Provided material:
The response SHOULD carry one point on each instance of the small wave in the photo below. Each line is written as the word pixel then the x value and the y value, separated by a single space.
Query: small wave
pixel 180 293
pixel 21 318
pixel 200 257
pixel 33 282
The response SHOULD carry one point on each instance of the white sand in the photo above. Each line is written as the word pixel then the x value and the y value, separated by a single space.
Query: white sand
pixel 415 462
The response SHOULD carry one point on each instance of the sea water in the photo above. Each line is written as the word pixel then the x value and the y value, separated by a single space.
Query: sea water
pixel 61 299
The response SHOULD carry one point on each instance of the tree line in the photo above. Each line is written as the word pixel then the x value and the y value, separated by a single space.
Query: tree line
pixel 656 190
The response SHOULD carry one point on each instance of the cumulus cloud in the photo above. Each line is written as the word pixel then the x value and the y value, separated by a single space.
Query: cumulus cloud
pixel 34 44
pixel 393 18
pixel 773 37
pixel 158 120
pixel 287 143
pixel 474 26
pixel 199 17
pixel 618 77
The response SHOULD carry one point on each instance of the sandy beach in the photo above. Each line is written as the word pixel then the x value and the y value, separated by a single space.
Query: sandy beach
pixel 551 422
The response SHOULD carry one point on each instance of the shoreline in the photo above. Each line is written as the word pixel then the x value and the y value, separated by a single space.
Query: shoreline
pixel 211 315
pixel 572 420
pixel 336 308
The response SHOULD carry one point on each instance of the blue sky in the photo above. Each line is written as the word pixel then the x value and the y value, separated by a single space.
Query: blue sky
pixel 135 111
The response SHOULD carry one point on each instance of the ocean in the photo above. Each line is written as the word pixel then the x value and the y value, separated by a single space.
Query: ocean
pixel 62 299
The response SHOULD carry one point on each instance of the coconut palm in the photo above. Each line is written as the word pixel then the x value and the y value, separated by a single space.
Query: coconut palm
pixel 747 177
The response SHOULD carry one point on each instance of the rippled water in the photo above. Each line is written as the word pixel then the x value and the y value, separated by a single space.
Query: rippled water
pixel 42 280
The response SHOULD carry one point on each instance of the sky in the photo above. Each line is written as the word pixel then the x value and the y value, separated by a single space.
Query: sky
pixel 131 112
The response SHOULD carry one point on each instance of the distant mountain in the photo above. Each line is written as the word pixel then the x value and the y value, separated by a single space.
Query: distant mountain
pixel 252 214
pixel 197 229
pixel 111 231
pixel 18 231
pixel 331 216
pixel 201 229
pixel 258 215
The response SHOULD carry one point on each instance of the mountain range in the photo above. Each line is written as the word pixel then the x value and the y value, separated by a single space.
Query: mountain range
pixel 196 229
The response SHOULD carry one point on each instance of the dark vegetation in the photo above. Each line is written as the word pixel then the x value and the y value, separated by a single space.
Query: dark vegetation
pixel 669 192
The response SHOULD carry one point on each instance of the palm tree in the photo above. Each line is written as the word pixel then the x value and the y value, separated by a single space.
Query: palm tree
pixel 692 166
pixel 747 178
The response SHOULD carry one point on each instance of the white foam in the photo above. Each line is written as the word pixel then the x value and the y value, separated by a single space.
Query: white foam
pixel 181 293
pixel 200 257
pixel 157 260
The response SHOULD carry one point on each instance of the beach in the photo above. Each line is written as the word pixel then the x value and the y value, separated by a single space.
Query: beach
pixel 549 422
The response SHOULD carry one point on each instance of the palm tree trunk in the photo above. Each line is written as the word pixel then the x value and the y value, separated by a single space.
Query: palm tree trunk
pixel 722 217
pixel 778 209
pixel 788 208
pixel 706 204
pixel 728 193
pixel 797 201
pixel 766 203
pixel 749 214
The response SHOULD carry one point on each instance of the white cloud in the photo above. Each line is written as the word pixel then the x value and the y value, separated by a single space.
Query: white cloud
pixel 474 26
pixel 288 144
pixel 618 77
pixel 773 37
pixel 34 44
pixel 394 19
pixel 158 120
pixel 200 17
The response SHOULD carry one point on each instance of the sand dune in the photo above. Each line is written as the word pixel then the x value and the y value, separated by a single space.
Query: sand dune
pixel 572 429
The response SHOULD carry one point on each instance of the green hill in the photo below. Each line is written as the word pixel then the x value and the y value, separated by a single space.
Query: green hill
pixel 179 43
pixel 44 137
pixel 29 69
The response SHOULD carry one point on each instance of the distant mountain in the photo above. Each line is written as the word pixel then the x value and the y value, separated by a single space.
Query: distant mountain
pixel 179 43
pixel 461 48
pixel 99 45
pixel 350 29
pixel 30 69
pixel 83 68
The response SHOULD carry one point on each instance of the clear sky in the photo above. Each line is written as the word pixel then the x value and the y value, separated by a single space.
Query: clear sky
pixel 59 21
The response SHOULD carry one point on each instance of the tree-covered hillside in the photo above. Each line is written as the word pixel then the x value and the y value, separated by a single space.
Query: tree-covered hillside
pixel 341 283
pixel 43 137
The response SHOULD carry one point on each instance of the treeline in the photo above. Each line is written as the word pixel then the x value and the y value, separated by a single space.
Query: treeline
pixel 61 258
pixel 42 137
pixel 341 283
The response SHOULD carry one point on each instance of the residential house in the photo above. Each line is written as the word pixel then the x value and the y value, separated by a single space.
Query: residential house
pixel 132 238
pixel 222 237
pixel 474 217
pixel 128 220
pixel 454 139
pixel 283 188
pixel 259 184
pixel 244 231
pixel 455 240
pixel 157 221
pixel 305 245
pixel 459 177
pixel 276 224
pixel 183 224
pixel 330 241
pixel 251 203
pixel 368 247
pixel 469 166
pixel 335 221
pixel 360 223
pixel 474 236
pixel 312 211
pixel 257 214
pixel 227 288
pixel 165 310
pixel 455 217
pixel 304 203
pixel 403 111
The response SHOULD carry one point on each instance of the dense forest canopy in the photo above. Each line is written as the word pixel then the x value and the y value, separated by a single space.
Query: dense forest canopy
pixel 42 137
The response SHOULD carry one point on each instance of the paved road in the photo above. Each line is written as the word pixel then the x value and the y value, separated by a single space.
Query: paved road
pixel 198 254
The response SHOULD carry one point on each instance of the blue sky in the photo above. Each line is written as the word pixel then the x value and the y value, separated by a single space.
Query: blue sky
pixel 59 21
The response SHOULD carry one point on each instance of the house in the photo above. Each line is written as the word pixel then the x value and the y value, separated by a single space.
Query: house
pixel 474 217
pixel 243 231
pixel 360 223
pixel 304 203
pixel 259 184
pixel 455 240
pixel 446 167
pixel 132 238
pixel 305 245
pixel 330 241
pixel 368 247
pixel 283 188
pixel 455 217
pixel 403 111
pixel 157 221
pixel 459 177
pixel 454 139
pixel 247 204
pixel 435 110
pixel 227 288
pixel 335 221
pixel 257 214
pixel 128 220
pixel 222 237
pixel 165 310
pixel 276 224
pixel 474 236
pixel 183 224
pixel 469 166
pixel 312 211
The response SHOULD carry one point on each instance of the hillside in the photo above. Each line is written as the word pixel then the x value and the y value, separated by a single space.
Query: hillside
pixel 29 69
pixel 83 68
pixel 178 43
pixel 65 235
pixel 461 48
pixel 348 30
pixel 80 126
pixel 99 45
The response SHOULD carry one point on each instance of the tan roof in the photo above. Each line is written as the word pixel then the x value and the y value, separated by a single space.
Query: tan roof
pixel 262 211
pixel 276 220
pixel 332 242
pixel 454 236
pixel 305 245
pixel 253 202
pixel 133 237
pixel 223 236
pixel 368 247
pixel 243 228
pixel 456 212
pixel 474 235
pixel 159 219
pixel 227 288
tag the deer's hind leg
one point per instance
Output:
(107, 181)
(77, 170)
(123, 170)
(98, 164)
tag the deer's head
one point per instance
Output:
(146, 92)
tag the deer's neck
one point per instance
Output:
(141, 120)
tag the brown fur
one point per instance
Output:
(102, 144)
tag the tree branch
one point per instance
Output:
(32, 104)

Directive: Update the lines starting with the line that contains "of the ocean" and going on through the line that contains "pixel 62 299" so that "ocean" becomes "open sea", leaving all else unchanged, and give back only those lines.

Answer to the task:
The response SHOULD carry one point on each instance of the open sea in the photo above. Each line is written as the word pixel then the x value and the y value, separated by a single space.
Query: open sea
pixel 62 299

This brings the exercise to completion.